Stored data
::::::::::

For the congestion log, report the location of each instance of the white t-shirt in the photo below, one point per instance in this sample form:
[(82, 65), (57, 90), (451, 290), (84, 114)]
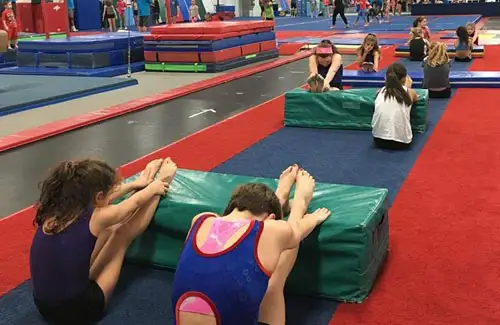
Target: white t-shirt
[(391, 120)]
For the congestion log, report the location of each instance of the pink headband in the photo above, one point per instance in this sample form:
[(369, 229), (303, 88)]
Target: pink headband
[(324, 50)]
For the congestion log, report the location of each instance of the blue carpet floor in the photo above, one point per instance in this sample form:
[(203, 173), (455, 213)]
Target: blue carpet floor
[(342, 157), (21, 93)]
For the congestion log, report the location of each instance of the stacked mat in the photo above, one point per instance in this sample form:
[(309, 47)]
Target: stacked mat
[(81, 52), (349, 109), (340, 260), (209, 46)]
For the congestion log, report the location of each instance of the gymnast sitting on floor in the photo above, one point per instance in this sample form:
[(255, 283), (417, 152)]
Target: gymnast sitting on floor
[(437, 72), (79, 247), (327, 62), (233, 268), (368, 54), (391, 120)]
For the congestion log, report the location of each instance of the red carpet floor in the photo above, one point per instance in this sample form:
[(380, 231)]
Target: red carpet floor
[(445, 248)]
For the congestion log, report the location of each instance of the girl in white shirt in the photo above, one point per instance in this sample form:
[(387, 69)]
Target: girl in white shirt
[(391, 119)]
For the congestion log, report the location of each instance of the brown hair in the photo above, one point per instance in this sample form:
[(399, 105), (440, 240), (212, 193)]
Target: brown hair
[(328, 44), (70, 190), (418, 20), (257, 198), (370, 38), (438, 55)]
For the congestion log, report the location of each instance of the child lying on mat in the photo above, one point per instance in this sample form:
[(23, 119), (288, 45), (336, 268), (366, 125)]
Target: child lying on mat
[(233, 268), (327, 62), (437, 71), (368, 54), (80, 243), (391, 119)]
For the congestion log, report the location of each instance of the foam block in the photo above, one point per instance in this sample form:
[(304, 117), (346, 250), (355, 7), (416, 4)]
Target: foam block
[(340, 260), (210, 67), (349, 109)]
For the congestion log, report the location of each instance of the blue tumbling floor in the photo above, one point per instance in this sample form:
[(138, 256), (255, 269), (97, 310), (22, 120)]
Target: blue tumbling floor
[(21, 93), (330, 155), (397, 23)]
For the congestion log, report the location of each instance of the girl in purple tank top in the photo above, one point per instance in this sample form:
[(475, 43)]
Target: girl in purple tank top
[(79, 247)]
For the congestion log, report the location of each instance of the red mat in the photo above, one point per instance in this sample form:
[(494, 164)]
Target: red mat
[(445, 248), (213, 27), (202, 37)]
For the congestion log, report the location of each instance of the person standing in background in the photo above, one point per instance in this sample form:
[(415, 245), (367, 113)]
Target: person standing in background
[(194, 12), (71, 15), (144, 10), (339, 9), (174, 10)]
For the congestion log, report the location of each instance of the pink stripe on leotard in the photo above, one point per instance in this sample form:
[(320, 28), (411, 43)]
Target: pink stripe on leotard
[(219, 234)]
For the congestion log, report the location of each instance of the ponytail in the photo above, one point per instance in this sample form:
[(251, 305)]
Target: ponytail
[(393, 86)]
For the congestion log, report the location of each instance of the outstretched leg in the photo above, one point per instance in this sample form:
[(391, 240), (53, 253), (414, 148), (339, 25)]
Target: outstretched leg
[(272, 308), (107, 263)]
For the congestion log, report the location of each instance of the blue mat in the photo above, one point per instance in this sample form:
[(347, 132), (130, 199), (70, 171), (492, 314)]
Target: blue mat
[(101, 72), (207, 46), (21, 93), (83, 44), (398, 23)]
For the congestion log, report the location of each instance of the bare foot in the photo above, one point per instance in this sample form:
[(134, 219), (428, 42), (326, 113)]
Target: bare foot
[(167, 170), (304, 186), (285, 183), (320, 215)]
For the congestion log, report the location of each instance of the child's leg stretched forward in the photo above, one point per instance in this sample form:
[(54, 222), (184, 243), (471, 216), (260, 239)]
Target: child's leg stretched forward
[(109, 252), (272, 309)]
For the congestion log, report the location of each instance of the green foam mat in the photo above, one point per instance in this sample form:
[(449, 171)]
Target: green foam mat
[(348, 109), (339, 260), (211, 67)]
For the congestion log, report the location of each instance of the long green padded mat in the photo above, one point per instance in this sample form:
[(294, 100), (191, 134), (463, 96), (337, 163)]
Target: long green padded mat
[(349, 109), (340, 260)]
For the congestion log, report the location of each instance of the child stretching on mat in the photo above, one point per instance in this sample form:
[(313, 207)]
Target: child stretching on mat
[(80, 243), (233, 268), (391, 127), (368, 54), (437, 72), (327, 62), (9, 24), (362, 6), (463, 45), (473, 33), (109, 14), (418, 44)]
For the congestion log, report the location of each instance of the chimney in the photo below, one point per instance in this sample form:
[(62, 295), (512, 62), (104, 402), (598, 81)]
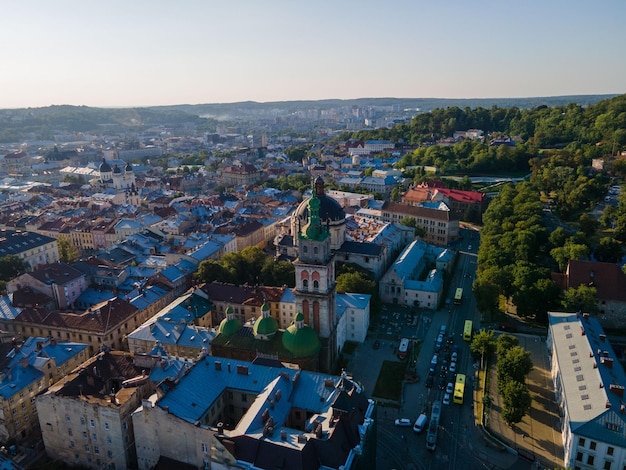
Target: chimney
[(607, 361)]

::::::::::

• STATED PROBLEM
Rewrite all of the data above, changing every "congestion log" to "occupancy log" and leaving everything else unchanged. Omit the pictures from your version.

• WRITTEN ANSWER
For the occupancy log, report the location of each instance of the white t-shirt in the photo below, one point per instance in this sample form:
[(82, 65), (57, 90), (451, 290), (84, 114)]
Target: white t-shirt
[(391, 120)]
For the occupancy log, report the location of each instance of the pink headband in the photo above, one point per instance in this sample form:
[(369, 229), (303, 88)]
Target: pink headband
[(324, 50)]
For the occupancy log, report the location of each instance of the blue carpet floor in the photo above, one point per instance in this sample form:
[(203, 173), (455, 213)]
Target: blue carpet floor
[(342, 157), (21, 93)]
For the occupancy log, report the location of each instance of the stacked mat in the photo above, one point per instance in this sample form:
[(309, 47)]
Target: stacked mat
[(81, 52), (349, 109), (340, 260), (209, 46)]
For the occupancy log, report the location of each instance of the gymnast sitting on floor in the photo above, one point per instance in this sample form:
[(255, 283), (417, 152)]
Target: gymnast sitting on floor
[(437, 72), (79, 247), (327, 62), (233, 268), (368, 54), (391, 120)]
For the occupancy log, report the location of each instance of the red carpet floor in the photo above, one point per instance in this sample form:
[(380, 231)]
Target: red carpet floor
[(445, 248)]
For the occupancy log, report the location of each instance of the girl in white shirt in the photo above, one point per instance in this sample form:
[(387, 69)]
Target: girl in white shirt
[(391, 119)]
For the occupancy log, report the location of each instance of the brown hair in the photo above, one point per instance in this sample form:
[(399, 105), (440, 240), (212, 193)]
Target: brown hair
[(328, 44), (70, 190), (418, 20), (257, 198), (370, 38), (438, 55)]
For the occupancy log, report the location of each instance of the child lying on mat in the photo above, one point per instance in this sample form:
[(23, 119), (288, 45), (336, 268), (366, 125)]
Target: child lying on mat
[(233, 268), (327, 62), (437, 71), (368, 54), (80, 243), (391, 119)]
For the occupancy log, report the location of each instance of the foam block in the photo above, one point per instance in this sample form:
[(304, 117), (346, 250), (355, 7), (416, 4)]
Target: foam block
[(340, 260), (210, 67), (349, 109)]
For the occupancy log, report the location of each instance of the blue tumbling floor in the photo above, one point per instance in this sample form:
[(138, 256), (255, 269), (97, 310), (22, 120)]
Target: blue tumbling floor
[(21, 93), (330, 155), (397, 23)]
For the occupancy log, report the location of each instance of the girl in purple tank top in the photo above, one point per instance in this sample form:
[(475, 43)]
Target: girl in purple tank top
[(79, 247)]
For the occupancy log, report the location of each instance of the red mat in the photo above, one point per instance in this sample form:
[(494, 164)]
Target: red mat
[(445, 248), (213, 27), (202, 37)]
For the occupancy log, report the location of each instance of the person standing in background in the photo above, one point per instance in this sample form:
[(415, 245), (367, 113)]
Target: person standing in background
[(194, 12), (71, 15), (144, 10), (339, 9), (174, 10)]
For the occupancy log, report the location of each instance of the pink stripe on leotard in the photo above, one point per instance in this sample form:
[(320, 28), (411, 43)]
Target: pink stripe on leotard
[(219, 234)]
For the occupancy log, report the location of each instance of the ponytail in the photo above, one point per instance in this sample form:
[(251, 305)]
Target: ponytail
[(393, 86)]
For the occupancy log, report the location of each instance of the outstretched leg in the photo above, one point per instance in this sample form:
[(391, 240), (53, 253), (414, 148), (339, 25)]
Target: outstretched leg
[(272, 308), (107, 263)]
For the occupancy log, report the location of each instance of the blue mat in the photo above, one point per instance in this sample form:
[(347, 132), (130, 199), (70, 171), (492, 314)]
Target: blue mat
[(101, 72), (207, 46), (21, 93), (83, 44), (398, 23)]
For the occupancy log, report the location of each instance of the bare foot in the photo above, one point per instance in this sample form:
[(134, 219), (428, 42), (326, 113)]
Target: bare foot
[(167, 170), (304, 186), (285, 183), (320, 215)]
For the occupancy log, report the location of each instance of the child's leg stretched forward in the photo above, one point per instance in this sample form:
[(54, 222), (184, 243), (471, 216), (260, 239)]
Target: child's leg stretched forward
[(109, 252), (272, 309)]
For the occupancy log, report the location of each instance of the green foam mat in the photo above, one point per instance in this sample form:
[(449, 171)]
Target: green foam mat
[(348, 109), (339, 260), (211, 67)]
For the occupancy log, report the location of each instance of the long green padded mat in the photo above, one point per instance in this sample form:
[(294, 100), (191, 134), (463, 96), (337, 163)]
Target: long green padded mat
[(349, 109), (340, 260)]
For the occupancy log, report the location of each instance of the child stretching on mat in the photo above, one point per instance in this sample form:
[(313, 207)]
Target: child stretching on mat
[(80, 243), (233, 268), (391, 127), (368, 54), (437, 72), (327, 62), (9, 24), (362, 6), (463, 45), (473, 33), (109, 14), (418, 44)]
For the occupancy log, report the location of each instance of the chimney in the photo below, one point per instance in this sample form:
[(62, 295), (512, 62), (104, 402), (598, 81)]
Target: chimney
[(607, 361)]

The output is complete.